---------- Dataset ----------

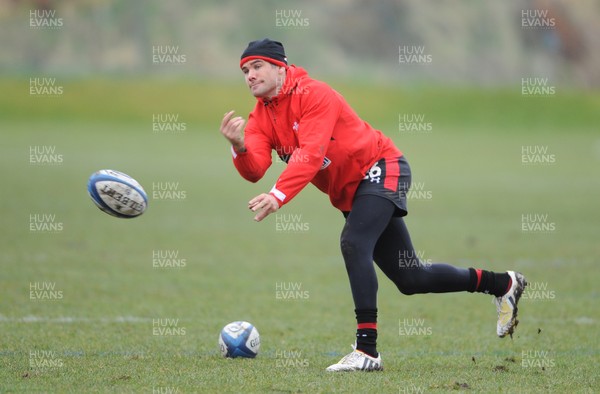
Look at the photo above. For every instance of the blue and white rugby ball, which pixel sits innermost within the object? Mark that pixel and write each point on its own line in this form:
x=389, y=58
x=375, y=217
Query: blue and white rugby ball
x=239, y=339
x=117, y=194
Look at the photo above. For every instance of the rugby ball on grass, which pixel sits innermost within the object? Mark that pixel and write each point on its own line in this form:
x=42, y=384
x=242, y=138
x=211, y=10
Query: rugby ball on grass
x=239, y=339
x=117, y=194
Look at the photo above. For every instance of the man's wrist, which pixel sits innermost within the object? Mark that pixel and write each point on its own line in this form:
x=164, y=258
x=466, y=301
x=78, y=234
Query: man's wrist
x=239, y=148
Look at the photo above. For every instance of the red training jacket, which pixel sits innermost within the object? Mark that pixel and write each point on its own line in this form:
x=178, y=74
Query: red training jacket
x=322, y=140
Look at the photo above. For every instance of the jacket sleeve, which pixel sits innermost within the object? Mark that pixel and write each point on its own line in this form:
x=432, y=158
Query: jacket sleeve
x=254, y=162
x=319, y=110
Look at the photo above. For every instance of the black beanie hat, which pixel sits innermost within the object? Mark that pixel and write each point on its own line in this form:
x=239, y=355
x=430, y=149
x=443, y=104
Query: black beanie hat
x=265, y=49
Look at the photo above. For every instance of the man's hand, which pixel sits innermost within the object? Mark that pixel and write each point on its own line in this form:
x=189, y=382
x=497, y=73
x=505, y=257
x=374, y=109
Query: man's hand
x=265, y=204
x=231, y=128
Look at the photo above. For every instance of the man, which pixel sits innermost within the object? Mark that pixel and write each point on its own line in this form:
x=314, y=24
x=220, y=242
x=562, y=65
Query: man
x=324, y=142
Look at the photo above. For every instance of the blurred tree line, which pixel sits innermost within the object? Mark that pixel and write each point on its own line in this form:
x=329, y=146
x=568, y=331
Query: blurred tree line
x=483, y=43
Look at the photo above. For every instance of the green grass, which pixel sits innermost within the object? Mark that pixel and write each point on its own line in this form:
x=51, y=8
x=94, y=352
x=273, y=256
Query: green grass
x=100, y=333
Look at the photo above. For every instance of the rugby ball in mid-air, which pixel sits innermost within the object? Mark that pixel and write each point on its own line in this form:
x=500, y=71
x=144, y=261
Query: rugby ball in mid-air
x=117, y=194
x=239, y=339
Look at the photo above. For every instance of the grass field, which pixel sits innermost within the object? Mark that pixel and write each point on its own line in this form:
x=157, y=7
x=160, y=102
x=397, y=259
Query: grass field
x=81, y=295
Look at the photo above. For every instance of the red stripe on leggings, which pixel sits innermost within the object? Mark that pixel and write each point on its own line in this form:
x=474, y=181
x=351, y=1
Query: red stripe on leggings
x=392, y=173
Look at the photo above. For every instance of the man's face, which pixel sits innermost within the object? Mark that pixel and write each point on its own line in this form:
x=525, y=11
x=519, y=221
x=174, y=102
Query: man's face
x=263, y=78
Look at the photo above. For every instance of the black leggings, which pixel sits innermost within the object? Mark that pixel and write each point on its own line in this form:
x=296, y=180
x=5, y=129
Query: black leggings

----------

Rewrite all the lines above, switching "innermost" to "most central" wherever it occurs and keeping everything else the same. Leave the pictures out.

Look at the photo above. For every instance of the blue and white rugby ball, which pixel sits most central within the object? Mark that pixel and write each point on its own line in this form:
x=389, y=58
x=375, y=217
Query: blue and white rugby ball
x=239, y=339
x=117, y=194
Look at the photo above. For every instance of the rugby ball on grass, which pixel sits most central within the object? Mark that pixel and write each point on its own line in this form:
x=42, y=384
x=242, y=138
x=211, y=10
Query: rugby ball on grass
x=239, y=339
x=117, y=194
Look at the photo above. For every instance of the man's wrist, which pixel sits most central within the object? Mark that pixel and write each point on its own line in this form:
x=164, y=258
x=466, y=301
x=78, y=234
Query: man's wrist
x=239, y=148
Look at the photo above. For every instance of the red training jacket, which pixel sits most central within the object? Mark that pixel and write each point on its own line in this form:
x=178, y=74
Query: red training jacket
x=322, y=140
Look at the photo above. For every instance of the jacket sleeve, which pixel sits most central within the object? Mark that pixel and write each point on its own line in this form:
x=432, y=158
Query: jacket sleeve
x=254, y=162
x=319, y=110
Look at the photo above. For every instance of the black beanie hat, which pixel sits most central within the object? Mark that pixel and write each point on its own line in this form:
x=239, y=355
x=430, y=149
x=443, y=104
Query: black beanie hat
x=265, y=49
Look at the photo above. For every instance of the man's hand, which pixel sits most central within the object? Mark that pixel and write each point on its own line in this form:
x=189, y=382
x=497, y=73
x=505, y=257
x=374, y=109
Query: man's hand
x=265, y=204
x=231, y=128
Look at the photo above. For every instance of the man, which pixel sits most central within the object? Mark that pixel and write each point on its own line in this form:
x=314, y=24
x=220, y=242
x=562, y=65
Query: man
x=324, y=142
Look at the photo above. For every instance of the blurred tree line, which pixel sits most central within the object? Mark that pixel and write each point on its own line in this form:
x=329, y=146
x=568, y=331
Query: blurred tree line
x=483, y=43
Look at the photo above. For every instance of the green grass, which pixel sits most central within the object? Mark that pixel and write each point on its own line in this form:
x=51, y=8
x=94, y=352
x=273, y=256
Query: green grass
x=100, y=333
Look at the photo above. For every instance of the rugby ball in mid-air, which pixel sits most central within the object? Mark that pixel and write each point on its own line in this form:
x=500, y=71
x=144, y=261
Query: rugby ball in mid-air
x=117, y=194
x=239, y=339
Look at the photo above. For every instance of the grass field, which pixel sits most central within the object? Mark that pixel and write each point on its own line in this form:
x=157, y=7
x=160, y=102
x=397, y=259
Query: grass field
x=81, y=295
Look at the photo above. For every instance of the red stripe on leggings, which pixel sits most central within the object? Mark that pixel and write each point on its own line in this form:
x=474, y=181
x=351, y=1
Query: red stripe on leggings
x=392, y=173
Look at the photo above. For every instance of the man's face, which pixel sits most central within the object? Mark that pixel and write each point on its own line in this form:
x=525, y=11
x=519, y=221
x=174, y=102
Query: man's face
x=263, y=78
Look at the photo above. For every instance of the black leggings, which pixel sits most central within the object? Mark that pixel and write each point on its own line in this form:
x=296, y=180
x=5, y=129
Query: black leggings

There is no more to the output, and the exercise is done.